═══ Record extracts

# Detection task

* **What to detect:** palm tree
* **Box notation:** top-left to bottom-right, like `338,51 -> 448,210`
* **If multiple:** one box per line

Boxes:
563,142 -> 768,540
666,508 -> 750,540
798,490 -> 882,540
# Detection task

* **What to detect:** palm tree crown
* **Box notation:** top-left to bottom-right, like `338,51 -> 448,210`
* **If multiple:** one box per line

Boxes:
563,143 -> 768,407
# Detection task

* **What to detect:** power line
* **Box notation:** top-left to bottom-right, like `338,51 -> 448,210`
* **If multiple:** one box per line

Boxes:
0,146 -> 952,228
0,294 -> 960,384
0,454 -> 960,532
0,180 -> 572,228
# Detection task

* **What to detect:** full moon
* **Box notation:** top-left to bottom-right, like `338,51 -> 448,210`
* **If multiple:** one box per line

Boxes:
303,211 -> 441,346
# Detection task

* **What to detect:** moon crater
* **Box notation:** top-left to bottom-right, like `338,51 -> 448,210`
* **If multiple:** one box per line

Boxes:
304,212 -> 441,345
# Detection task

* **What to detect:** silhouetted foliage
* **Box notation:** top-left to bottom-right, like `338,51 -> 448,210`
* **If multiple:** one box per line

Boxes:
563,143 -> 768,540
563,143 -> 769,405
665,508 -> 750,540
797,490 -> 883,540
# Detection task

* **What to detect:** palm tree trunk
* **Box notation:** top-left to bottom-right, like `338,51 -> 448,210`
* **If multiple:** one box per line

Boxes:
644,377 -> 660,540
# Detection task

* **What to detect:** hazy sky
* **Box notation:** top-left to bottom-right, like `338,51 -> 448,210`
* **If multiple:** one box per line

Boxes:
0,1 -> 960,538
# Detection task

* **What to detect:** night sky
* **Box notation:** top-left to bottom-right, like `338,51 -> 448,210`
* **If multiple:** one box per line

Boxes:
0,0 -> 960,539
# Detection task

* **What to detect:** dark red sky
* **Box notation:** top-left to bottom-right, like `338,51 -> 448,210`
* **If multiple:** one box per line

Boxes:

══════

## Exercise requirements
Return every line of the records that contains the string "palm". Case counts, so match only that exact capitalization.

## Result
* **What to detect:** palm tree
* **What to detect:** palm tree crown
* **What to detect:** palm tree trunk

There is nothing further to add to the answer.